● **Document passage**
If stolen data fails to copy over, is there really a data breach?
That's what supporters of the hacktivist movement Anonymous were trying to decide today (May 22) after a purported 1.7 gigabytes of data supposedly stolen from the U.S. Department of Justice failed to fully download from BitTorrent servers.
"Today we are releasing 1.7GB of data that used to belong to the United States Bureau [sic] of Justice, until now," proclaimed an Anonymous manifesto posted on YouTube and the code-sharing site Pastebin. "Within the booty you may find lots of shiny things such as internal emails, and the entire database dump."
SecurityNewsDaily attempted to download the huge file, but it initially stalled at 94 percent completion, a number reported by other websites as well.
"The reason everyone is stuck at 94% is because zeekill, a person we have heard of before, is attacking our seedboxes," said @planethacks, an Anonymous-affiliated Twitter feed.
Seedboxes in BitTorrent are the initial uploading computers on the Internet. As a BitTorrent download proceeds, each individual downloading computer begins to share the data it has already downloaded, resulting in a widely distributed array of sources for the same file.
The writer of @planethacks promised that the file transfer would be restarted successfully.
After some time, SecurityNewsDaily was able to complete the download. However, we were only able to extract part of the archive, as our Zip extractor choked three times before finishing the job.

● **Complete the following**
1. Reproduce verbatim the part of the article about the Anonymous data leak starting with "SecurityNewsDaily attempted to" and going on through "the same file.".
2. Carry on with the article about the Anonymous data leak, picking up after its final sentence.
The data that comes next is from a different source than the Anonymous article.

● **Given data**

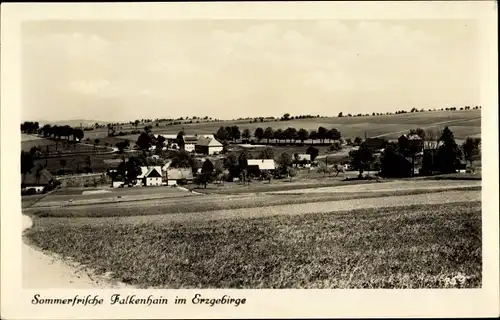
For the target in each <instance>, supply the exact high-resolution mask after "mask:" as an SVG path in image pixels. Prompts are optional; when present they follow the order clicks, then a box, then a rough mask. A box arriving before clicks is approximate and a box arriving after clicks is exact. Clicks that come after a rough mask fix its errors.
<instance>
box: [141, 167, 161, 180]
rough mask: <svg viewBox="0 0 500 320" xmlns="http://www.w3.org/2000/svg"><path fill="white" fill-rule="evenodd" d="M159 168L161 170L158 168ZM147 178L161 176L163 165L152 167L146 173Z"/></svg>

● **Outputs by task**
1.
SecurityNewsDaily attempted to download the huge file, but it initially stalled at 94 percent completion, a number reported by other websites as well.
"The reason everyone is stuck at 94% is because zeekill, a person we have heard of before, is attacking our seedboxes," said @planethacks, an Anonymous-affiliated Twitter feed.
Seedboxes in BitTorrent are the initial uploading computers on the Internet. As a BitTorrent download proceeds, each individual downloading computer begins to share the data it has already downloaded, resulting in a widely distributed array of sources for the same file.

2.
So what was in the archive? Not much of any interest that we could see. It was mostly files having to do with the operation of a website powered by Adobe's ColdFusion database-scripting software, including manuals for ColdFusion itself.
There did appear to be some email spools, but without the proper software to open them, we couldn't see what they contained.
As for why the data was stolen, the reasons were predictably vague.
"We are releasing data to spread information, to allow the people to be heard and to know the corruption in their government," said the Anonymous YouTube video. "We are releasing it to end the corruption that exists, and truly make those who are being oppressed free."
Several news sources said the data actually came from the Bureau of Justice Statistics, a branch of the Department of Justice that collects, publishes and analyzes crime data from the United States. The Bureau of Justice Statistics website was offline as of noon ET today (May 22).
"The department is looking into the unauthorized access of a website server operated by the Bureau of Justice Statistics that contained data from their public website," a Department of Justice spokesman told ZDNet.